• Text under study:
Content starts

I believe in breakups. I have experienced a deep heart break throughout my high school years. I have grown into a strong independent women. Two years was a long time wasted, but I don’t regret any of it. Over this time I’ve realized I wouldn’t be who am I now without going through this breakup.
My freshman year I got switched to honors geometry, this affected my whole schedule. When this happened I found myself in classes with my now ex. For the sake of his privacy im going to refer to my ex as “him”. It all started out by me asking him for help in wood shop, he was polite and kindly helped me. After this we started talking more at school and on facebook.
On March 22, 2016, he asked me to be his girlfriend. Summer approached and we were excited to get more time with each other. This all came to a halt when we realized with football and tennis we rarely had time for each other. We worked through it and spent as much time together as we could, usually one day a week. We started fighting a few weeks before school started and our relationship became toxic. We decided to split up, but decided to try again.
There were issues to work out because he had dated other girls during those months and it hurt me immensely. After a few months I felt like we were distancing ourselves and growing apart. We broke up for the second time.
I spent the whole summer broken hearted missing him for reasons I will never understand. As the summer came to an end I saw his name light up my phone and I was so excited just to know he thought about me. We started talking as friends which was a bad idea to start with, because I still had feelings for him. I eventually told him this and he said he felt the same way so we started dating again. Junior year we were bestfriends, lab partners, homework buddies, and inseparable . It felt like it would all work out this time.

Content ends

• Provided records:
Content starts

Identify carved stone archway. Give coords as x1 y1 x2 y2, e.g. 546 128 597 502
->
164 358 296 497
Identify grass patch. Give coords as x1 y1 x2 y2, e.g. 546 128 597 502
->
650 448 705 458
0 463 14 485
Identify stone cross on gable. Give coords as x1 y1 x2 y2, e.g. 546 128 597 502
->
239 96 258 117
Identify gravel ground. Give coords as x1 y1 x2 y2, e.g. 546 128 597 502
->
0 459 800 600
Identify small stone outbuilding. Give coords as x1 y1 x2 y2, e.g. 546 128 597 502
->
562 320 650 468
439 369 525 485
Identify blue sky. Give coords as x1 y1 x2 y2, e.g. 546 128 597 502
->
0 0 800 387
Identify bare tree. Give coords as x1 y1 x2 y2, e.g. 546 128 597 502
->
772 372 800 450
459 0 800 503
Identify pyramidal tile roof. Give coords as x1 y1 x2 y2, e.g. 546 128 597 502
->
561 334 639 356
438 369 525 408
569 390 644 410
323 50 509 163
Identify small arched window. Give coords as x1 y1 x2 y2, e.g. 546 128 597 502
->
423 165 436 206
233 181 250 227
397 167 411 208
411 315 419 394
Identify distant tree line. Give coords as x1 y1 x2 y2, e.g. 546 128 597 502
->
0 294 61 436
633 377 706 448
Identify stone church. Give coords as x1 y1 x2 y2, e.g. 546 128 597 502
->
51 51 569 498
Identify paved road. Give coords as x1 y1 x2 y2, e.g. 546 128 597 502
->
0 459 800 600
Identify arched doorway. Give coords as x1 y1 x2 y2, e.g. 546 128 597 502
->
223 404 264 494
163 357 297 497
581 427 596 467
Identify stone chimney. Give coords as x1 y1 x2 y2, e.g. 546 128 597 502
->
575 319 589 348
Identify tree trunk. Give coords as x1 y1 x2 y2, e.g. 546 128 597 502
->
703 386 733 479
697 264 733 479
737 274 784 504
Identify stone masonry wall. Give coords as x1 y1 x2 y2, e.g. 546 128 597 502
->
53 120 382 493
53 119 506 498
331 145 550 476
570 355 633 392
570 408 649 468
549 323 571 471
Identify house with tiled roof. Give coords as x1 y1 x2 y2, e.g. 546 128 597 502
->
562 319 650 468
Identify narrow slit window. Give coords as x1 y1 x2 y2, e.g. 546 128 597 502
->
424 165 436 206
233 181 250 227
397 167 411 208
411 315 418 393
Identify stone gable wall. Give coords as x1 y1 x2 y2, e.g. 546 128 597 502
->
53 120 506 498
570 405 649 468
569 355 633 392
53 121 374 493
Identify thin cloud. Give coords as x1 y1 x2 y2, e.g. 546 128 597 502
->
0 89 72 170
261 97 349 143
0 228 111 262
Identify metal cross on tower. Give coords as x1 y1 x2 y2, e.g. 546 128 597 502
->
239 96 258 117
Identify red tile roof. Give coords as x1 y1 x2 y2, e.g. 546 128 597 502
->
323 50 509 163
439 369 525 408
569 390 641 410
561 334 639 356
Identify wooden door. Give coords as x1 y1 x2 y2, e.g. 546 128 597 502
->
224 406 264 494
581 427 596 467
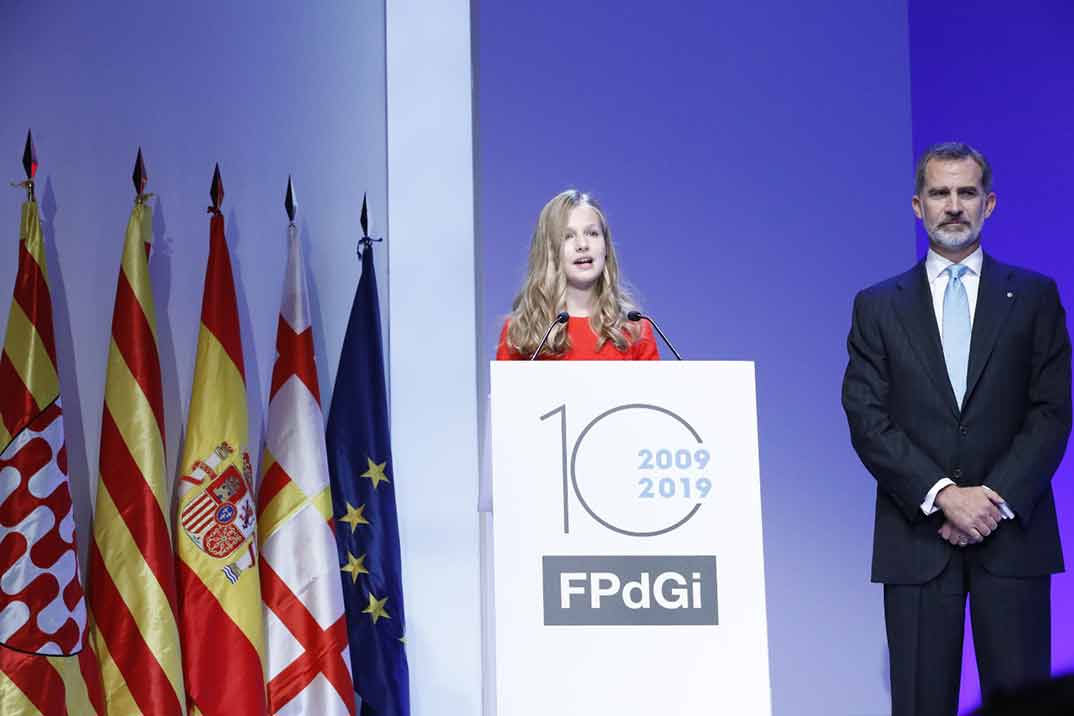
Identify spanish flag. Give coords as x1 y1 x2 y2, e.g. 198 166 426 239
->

Content ends

• What you are asked to do:
Please state the date on which, according to the breakup essay, the writer was asked to be his girlfriend. These rows come from a separate source, unrelated to the breakup essay.

• Completed task:
March 22, 2016.